- [ASSIGNED TASK] Output exactly the lines from the line with "Target: asphalt road surface" through the end of the records below. Include nothing else.

[[ DATA FOR REVIEW open ]]

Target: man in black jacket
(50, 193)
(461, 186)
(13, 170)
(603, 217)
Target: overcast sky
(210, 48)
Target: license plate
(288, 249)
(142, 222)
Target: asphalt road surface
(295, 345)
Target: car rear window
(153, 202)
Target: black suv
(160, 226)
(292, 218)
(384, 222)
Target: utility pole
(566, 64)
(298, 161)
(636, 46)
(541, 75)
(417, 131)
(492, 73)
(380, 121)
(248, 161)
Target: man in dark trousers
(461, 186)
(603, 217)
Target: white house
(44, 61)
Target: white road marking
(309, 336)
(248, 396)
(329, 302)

[[ DATA FOR REVIEW closed ]]

- [PROBLEM SOLUTION]
Target: asphalt road surface
(295, 345)
Target: car rear window
(153, 202)
Target: black suv
(160, 226)
(292, 218)
(384, 222)
Target: utility pole
(566, 64)
(298, 161)
(636, 46)
(541, 75)
(417, 131)
(492, 73)
(380, 121)
(248, 161)
Target: man in dark trousers
(461, 186)
(603, 217)
Target: white house
(44, 61)
Target: white road marking
(309, 336)
(248, 396)
(329, 302)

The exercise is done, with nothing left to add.